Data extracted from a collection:
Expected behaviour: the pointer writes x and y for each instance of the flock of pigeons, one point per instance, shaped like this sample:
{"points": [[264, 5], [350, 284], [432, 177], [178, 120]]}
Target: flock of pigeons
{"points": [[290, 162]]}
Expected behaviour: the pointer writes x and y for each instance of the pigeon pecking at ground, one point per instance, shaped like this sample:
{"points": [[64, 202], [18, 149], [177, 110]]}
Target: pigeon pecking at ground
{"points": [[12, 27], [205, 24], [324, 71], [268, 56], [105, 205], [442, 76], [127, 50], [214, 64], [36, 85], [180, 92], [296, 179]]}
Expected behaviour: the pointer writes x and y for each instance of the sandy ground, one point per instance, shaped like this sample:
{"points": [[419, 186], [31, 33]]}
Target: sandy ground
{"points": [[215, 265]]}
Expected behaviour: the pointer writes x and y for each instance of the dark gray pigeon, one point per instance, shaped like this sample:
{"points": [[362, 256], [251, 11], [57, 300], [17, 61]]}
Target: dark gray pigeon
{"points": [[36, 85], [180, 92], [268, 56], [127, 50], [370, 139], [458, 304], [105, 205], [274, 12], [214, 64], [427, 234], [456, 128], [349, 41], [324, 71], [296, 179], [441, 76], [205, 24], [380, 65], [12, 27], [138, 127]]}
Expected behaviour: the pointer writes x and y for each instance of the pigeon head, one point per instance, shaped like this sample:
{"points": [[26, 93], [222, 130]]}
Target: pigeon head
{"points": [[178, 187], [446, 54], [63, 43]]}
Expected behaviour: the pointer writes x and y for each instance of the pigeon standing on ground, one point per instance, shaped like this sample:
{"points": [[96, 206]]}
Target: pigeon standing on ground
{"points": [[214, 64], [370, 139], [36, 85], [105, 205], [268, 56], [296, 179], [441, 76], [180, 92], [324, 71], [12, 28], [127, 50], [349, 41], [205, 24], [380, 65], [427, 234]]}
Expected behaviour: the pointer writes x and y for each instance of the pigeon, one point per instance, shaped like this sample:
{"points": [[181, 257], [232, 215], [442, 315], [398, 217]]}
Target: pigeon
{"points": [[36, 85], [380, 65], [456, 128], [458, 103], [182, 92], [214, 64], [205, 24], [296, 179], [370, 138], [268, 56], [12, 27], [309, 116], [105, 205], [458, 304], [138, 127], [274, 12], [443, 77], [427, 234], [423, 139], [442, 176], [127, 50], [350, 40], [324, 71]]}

The problem —
If a line of the data contains "like", it counts; report the number of such lines and nothing else.

Exercise answer —
7